▶ **Action item**:
Please transcribe, exactly, the line that contains "the shelf top" and every line after it to the end of the records, and nothing else.

▶ **Study material**:
********
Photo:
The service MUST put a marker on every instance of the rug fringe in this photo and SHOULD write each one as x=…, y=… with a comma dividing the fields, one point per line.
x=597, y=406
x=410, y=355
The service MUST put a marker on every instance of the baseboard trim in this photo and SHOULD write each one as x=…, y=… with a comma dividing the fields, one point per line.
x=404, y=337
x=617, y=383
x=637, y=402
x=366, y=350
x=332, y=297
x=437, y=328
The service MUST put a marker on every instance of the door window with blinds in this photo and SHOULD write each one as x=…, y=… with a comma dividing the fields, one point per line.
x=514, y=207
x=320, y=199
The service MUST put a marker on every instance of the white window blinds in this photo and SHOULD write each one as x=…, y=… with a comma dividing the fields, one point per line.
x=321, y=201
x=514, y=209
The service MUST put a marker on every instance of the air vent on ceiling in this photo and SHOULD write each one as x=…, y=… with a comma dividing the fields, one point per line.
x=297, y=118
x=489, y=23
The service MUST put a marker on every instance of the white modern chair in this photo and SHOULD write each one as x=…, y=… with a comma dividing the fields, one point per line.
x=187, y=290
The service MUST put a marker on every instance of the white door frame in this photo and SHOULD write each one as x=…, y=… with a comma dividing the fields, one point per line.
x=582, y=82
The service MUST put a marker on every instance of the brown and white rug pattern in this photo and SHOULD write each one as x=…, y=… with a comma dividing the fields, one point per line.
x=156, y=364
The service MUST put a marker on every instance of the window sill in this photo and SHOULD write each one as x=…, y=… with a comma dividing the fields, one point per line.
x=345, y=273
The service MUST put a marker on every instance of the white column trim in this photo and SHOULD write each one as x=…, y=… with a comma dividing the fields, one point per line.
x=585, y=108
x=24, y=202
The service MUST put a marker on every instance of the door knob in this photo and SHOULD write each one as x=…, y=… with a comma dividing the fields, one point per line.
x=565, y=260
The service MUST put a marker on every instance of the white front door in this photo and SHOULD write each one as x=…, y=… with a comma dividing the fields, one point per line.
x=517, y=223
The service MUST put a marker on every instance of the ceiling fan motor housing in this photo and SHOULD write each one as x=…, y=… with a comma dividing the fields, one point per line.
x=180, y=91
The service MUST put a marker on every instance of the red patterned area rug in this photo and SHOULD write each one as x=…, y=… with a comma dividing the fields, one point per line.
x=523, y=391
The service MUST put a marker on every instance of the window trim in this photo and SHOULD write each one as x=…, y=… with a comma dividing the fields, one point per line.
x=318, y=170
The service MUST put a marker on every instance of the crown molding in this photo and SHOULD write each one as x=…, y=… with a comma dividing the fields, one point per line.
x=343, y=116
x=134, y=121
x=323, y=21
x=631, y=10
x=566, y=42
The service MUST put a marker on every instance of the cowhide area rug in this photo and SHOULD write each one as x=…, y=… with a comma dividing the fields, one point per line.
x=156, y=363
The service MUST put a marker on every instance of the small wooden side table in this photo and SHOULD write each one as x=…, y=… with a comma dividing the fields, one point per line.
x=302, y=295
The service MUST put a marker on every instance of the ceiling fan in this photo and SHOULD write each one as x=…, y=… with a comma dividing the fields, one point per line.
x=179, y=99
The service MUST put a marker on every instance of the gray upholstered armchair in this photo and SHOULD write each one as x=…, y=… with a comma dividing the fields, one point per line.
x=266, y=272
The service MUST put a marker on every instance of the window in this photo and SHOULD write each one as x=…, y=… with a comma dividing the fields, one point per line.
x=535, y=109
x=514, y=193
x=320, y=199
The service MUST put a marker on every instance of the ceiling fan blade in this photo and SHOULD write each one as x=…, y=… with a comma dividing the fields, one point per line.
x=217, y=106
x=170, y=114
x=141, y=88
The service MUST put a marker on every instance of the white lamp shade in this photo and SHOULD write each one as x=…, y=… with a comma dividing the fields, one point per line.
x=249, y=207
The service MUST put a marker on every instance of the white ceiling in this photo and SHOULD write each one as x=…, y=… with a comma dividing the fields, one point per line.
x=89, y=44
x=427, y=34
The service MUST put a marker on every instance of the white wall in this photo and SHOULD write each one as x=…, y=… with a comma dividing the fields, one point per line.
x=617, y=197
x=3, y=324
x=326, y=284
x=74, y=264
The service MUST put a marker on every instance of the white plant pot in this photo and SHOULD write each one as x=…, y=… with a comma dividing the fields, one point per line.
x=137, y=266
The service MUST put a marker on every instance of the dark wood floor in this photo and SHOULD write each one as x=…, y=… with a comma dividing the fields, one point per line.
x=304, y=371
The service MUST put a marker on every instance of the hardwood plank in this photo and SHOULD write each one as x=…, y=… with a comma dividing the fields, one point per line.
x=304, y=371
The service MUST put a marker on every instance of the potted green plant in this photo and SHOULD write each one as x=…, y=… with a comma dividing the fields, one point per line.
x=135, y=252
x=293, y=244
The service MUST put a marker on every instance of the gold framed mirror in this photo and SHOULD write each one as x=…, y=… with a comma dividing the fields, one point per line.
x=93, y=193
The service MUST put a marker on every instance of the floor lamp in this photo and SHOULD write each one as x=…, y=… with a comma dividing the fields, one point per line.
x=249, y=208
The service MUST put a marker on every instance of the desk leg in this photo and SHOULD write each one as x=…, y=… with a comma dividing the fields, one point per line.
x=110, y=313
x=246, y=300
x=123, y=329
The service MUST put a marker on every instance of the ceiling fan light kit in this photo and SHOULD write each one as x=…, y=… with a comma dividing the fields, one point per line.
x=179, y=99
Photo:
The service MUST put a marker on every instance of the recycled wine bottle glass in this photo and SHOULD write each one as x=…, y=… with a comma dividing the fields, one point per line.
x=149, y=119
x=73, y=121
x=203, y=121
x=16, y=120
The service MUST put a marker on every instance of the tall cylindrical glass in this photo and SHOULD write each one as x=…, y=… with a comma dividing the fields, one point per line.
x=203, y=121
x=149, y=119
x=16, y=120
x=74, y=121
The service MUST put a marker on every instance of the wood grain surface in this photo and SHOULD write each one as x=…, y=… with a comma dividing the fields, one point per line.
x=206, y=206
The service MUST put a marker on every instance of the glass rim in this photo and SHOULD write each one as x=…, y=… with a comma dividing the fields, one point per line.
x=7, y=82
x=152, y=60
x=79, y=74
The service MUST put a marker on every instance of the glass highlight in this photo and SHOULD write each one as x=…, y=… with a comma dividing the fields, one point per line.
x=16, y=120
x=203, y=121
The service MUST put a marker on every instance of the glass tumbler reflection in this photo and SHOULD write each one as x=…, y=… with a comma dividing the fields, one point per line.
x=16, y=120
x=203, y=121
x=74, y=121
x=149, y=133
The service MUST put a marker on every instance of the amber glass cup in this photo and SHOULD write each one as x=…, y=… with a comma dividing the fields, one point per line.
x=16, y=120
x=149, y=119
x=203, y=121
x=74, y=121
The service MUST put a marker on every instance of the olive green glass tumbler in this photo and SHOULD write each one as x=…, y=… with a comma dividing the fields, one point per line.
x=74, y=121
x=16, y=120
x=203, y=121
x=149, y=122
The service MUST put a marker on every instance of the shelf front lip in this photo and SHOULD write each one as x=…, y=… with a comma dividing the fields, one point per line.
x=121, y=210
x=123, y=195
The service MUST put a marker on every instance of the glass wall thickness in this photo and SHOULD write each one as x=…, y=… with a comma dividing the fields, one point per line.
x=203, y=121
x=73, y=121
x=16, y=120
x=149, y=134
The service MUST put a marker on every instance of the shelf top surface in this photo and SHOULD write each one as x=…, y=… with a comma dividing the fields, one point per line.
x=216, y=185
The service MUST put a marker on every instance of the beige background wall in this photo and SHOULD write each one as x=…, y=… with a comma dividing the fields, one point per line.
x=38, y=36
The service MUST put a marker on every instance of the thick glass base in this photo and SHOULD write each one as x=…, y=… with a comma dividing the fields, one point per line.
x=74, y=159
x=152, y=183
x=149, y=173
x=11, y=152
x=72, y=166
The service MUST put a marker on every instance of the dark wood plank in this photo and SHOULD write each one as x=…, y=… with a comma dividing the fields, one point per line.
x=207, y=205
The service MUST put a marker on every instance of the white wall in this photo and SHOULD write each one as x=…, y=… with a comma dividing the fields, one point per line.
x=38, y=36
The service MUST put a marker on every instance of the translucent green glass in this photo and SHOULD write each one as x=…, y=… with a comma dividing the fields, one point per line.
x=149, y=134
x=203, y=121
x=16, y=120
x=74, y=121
********
▶ **Task output**:
The service MUST put a marker on every instance of the shelf top surface in this photo and SHOULD write each one as x=…, y=… with a comma dividing the fields, one point per line.
x=216, y=185
The service MUST put a marker on every instance of the beige background wall in this photo and SHOULD write each one as x=…, y=… with a comma dividing the fields, one point per line.
x=38, y=36
The service MUST put a marker on every instance of the thick glass base in this photo and SHOULD write each one as x=…, y=… with a comma dividing the fields, one point per line.
x=74, y=159
x=152, y=183
x=149, y=173
x=11, y=152
x=72, y=166
The service MUST put a marker on every instance of the dark wood plank in this photo and SHOULD write each one as x=…, y=… with a comma dividing the fields, one point per line.
x=207, y=205
The service MUST put a marker on every instance of the white wall in this photo and SHOULD write each one as x=…, y=… with a comma dividing the fields, one point per line.
x=38, y=36
The service MUST put a marker on every instance of the translucent green glass in this photo and SHOULD write each one as x=…, y=… with a comma dividing the fields, one point per line.
x=149, y=134
x=203, y=121
x=16, y=120
x=74, y=121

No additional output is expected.